## DOCUMENT EXCERPT:
Why I do what I do
- Annette Hawes

- May 12
- 1 min read

This, for me, comes from two places.
The first is professional. I've watched the same pattern play out, again and again. I see people doing everything they've been told, sometimes for years, and still not feeling well. Sometimes their numbers look OK. Sometimes some of their symptoms become manageable. But too often, there's so much that doesn't get addressed. Life ends up feeling not where it should be.
And alongside this, when it's children that are affected, the impact on parents can be huge. They carry the weight of concern for their children, often feeling they have to navigate so much of it alone.
What functional medicine and nutritional therapy do, at their best, is widen the view. They look at what's interacting underneath - the microbiome, the immune system, the nervous system, nutrition, recovery capacity - and quite often, when those things are properly supported, more becomes possible than people had been led to expect.

## RECORD SET:
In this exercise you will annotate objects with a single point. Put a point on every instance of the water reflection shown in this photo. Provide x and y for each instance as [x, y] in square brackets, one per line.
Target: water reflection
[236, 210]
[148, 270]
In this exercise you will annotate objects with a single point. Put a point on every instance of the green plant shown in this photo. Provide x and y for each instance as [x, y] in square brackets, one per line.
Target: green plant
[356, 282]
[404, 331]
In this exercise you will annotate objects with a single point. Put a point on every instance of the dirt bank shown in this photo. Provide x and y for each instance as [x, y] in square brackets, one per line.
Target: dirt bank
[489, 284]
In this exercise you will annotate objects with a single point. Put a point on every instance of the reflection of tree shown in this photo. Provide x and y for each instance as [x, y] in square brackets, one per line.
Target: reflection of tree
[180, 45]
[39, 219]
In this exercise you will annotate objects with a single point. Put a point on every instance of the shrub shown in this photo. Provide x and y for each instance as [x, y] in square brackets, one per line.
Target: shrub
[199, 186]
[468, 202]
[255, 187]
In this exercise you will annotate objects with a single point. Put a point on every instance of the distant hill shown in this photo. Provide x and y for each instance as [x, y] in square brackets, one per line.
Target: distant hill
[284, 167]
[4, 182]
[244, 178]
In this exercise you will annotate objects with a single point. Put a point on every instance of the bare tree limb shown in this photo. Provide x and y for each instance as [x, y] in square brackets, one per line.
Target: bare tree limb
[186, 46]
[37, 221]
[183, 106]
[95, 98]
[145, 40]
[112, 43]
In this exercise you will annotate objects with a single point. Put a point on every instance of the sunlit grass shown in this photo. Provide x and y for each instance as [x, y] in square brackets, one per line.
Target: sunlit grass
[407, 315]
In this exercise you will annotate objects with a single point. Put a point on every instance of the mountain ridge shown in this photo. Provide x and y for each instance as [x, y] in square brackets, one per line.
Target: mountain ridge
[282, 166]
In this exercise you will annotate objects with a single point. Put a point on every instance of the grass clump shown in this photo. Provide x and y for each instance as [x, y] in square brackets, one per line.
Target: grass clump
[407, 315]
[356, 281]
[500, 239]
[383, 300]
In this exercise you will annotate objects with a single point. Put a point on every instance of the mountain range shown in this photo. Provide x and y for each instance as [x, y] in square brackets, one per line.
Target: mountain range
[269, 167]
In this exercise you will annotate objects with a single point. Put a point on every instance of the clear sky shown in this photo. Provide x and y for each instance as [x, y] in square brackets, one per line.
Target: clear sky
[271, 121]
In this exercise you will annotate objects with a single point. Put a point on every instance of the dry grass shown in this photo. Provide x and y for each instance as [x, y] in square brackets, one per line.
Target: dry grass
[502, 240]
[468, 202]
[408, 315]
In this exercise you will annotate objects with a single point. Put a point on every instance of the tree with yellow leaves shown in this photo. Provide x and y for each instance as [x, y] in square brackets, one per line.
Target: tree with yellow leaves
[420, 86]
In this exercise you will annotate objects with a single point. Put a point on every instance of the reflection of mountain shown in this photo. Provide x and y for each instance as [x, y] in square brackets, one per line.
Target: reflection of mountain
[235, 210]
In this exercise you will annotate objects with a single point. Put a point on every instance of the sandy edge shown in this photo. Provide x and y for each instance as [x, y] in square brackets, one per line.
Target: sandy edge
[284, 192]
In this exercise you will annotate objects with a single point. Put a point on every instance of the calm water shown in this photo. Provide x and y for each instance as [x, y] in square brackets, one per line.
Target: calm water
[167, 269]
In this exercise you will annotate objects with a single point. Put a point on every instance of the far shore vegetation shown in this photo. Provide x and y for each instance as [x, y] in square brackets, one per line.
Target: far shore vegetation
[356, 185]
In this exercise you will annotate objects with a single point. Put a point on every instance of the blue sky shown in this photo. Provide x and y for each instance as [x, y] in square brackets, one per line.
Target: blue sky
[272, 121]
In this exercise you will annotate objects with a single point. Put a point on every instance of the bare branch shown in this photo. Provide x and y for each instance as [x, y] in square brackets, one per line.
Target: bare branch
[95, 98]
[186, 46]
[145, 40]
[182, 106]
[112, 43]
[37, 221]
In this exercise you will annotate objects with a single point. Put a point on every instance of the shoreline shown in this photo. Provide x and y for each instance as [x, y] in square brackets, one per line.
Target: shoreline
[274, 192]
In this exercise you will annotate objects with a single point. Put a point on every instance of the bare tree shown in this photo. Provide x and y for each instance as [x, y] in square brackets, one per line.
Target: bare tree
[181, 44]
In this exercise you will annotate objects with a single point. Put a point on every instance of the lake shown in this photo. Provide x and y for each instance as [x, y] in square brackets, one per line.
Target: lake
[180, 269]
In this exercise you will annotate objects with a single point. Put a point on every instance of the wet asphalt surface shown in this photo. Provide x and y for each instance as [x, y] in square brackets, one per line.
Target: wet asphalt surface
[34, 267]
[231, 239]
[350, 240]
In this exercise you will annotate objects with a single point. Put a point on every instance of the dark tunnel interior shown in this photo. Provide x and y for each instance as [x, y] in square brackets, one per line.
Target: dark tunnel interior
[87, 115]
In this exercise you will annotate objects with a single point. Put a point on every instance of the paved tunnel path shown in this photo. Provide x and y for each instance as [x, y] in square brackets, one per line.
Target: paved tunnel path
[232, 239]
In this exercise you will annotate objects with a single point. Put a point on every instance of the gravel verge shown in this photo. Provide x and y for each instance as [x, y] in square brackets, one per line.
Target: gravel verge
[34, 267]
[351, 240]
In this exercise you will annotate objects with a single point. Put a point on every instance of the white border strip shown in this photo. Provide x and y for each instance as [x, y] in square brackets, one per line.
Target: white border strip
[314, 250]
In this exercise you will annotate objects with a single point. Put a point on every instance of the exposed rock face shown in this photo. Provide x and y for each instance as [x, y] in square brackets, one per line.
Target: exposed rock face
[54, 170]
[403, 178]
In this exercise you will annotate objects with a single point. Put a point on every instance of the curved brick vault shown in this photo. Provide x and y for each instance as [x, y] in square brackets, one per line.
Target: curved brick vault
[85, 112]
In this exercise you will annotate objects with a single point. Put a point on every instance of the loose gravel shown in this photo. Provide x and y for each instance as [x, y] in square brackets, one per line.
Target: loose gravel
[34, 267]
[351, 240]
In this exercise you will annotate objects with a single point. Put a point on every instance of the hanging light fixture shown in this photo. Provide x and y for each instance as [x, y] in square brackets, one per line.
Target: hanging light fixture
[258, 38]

## TASK DIRECTIONS:
Can you continue the "Why I do what I do" post, starting after its last sentence, the one ending "more becomes possible than people had been led to expect"?

## ANSWER TO THIS TASK:
The second is personal. I've been through what it feels like to be told there isn't really an answer. To watch someone you love struggling, and to search, hope, and keep looking when no clear path seems to exist. I've also been through what it feels like when things finally start to move forward - when, with the right support and a bit of time, real change becomes possible.
Both of those experiences feed what I do now.
I'm not here to promise fixes that aren't honest. But I do believe there's almost always more available than people realise. And I'd really like fewer people to have to figure that out the hard way.